→ **TEXTAUSZUG**:

Religion spielt im Osten oft noch weniger eine Rolle als im Westen. In einem neuen Buch sprechen Menschen unterschiedlicher Bekenntnise darüber. Gestreift wird auch eine Frage, die seit dem 7. Oktober im Raum steht.
Wie ist es, in Ostdeutschland religiös zu sein? Igor Matviyets, Azim Semizoglu und Mara Klein erzählen davon in dem neuen Buch der interreligiösen Denkfabrik “Schalom Aleikum”. Es bezieht zusätzlich die christliche Perspektive ein: Klein ist eine teilnehmende Person des katholischen Reformprojekts Synodaler Weg. Außen vor bleibt auch nicht der Terror der Hamas in Israel am 7. Oktober, der nachfolgende Krieg und seine Auswirkungen auf Menschen in Deutschland.
In dem Buch wird vor diesem Hintergrund die Frage nach Zukunft und Chance des jüdisch-muslimischen Dialogs gestreift – “angesichts der hiesigen Resonanz auf den mörderischen islamistischen Antisemitismus der Hamas”, heißt es an einer Stelle. Denn die “hiesige Resonanz” zeigt sich unter anderem in einer stark steigenden Zahl antisemitisch motivierter Vorfälle und Straftaten.
Gibt es also eine Chance? “Wir können diese keineswegs triviale Frage nicht schlicht feierlich bejahen und zur Tagesordnung übergehen. Wir wollen diese Frage auch nicht eindeutig verneinen und die Türen des Gesprächs unwiderruflich schließen”, schreiben Dmitrij Belki, Leiter von “Schalom Aleikum”, und Daniel Botmann, Geschäftsführer des Zentralrats der Juden in Deutschland, in ihrem Textbeitrag.
Igor Matviyets, Azim Semizoglu und Mara Klein jedenfalls sprechen miteinander – über das, was auch der Titel des Buches ist: “Glaubensspuren. Jüdische, muslimische und christliche Lebensrealitäten in Ostdeutschland”. Zum Beispiel über Sicherheit und Rechtsextremismus nach dem Anschlag auf die Synagoge in Halle im Jahr 2019, über Judenfeindschaft bei Martin Luther und Angst vor Rassismus im Osten.
Sie sprechen zugleich über das Zugehörigkeits- und Heimatgefühl in einer Region, einer Stadt und einer religiösen Gemeinschaft sowie über manch Unverständnis in Westdeutschland in Bezug auf Ostdeutschland. Themen sind außerdem Glaube, religiöse Praxis und Gestaltungsmöglichkeiten in einem Landstrich, in dem Religion oft kaum eine Rolle spielt – und die Infrastruktur teilweise entsprechend dürftig ist, was zum Beispiel Geschäfte mit koscherem Angebot angeht. Ein eigener Abschnitt ist der Diasporasituation von Christinnen und Christen gewidmet.

→ **AUFGELISTETE EINTRÄGE**:
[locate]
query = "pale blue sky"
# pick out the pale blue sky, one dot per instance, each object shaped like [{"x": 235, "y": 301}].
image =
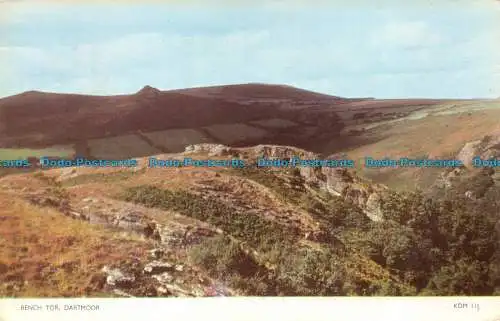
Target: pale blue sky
[{"x": 444, "y": 49}]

→ **FRAGEN UND AUFGABEN**:
1. Stimmen diese Aussagen mit dem Textauszug überein? (a) Mara Klein nimmt am katholischen Reformprojekt Synodaler Weg teil. (b) Belki und Botmann bejahen die Frage nach einer Chance für den jüdisch-muslimischen Dialog eindeutig. (c) Der Anschlag auf die Synagoge in Halle fand im Jahr 2020 statt. Antworten Sie jeweils mit Ja oder Nein und zitieren Sie die entscheidenden Worte wörtlich.
2. Geben Sie einen Teil des Textauszugs wortgetreu wieder: Beginnen Sie bei den Worten „Religion spielt im“ und hören Sie nach „Menschen in Deutschland.“ auf.
Die Zeilen stehen in keinem Zusammenhang mit dem Textauszug.

→ **LÖSUNGEN**:
1.
(a) Ja: „Klein ist eine teilnehmende Person des katholischen Reformprojekts Synodaler Weg“
(b) Nein: „Wir können diese keineswegs triviale Frage nicht schlicht feierlich bejahen und zur Tagesordnung übergehen.“
(c) Nein: „nach dem Anschlag auf die Synagoge in Halle im Jahr 2019“

2.
Religion spielt im Osten oft noch weniger eine Rolle als im Westen. In einem neuen Buch sprechen Menschen unterschiedlicher Bekenntnise darüber. Gestreift wird auch eine Frage, die seit dem 7. Oktober im Raum steht.
Wie ist es, in Ostdeutschland religiös zu sein? Igor Matviyets, Azim Semizoglu und Mara Klein erzählen davon in dem neuen Buch der interreligiösen Denkfabrik “Schalom Aleikum”. Es bezieht zusätzlich die christliche Perspektive ein: Klein ist eine teilnehmende Person des katholischen Reformprojekts Synodaler Weg. Außen vor bleibt auch nicht der Terror der Hamas in Israel am 7. Oktober, der nachfolgende Krieg und seine Auswirkungen auf Menschen in Deutschland.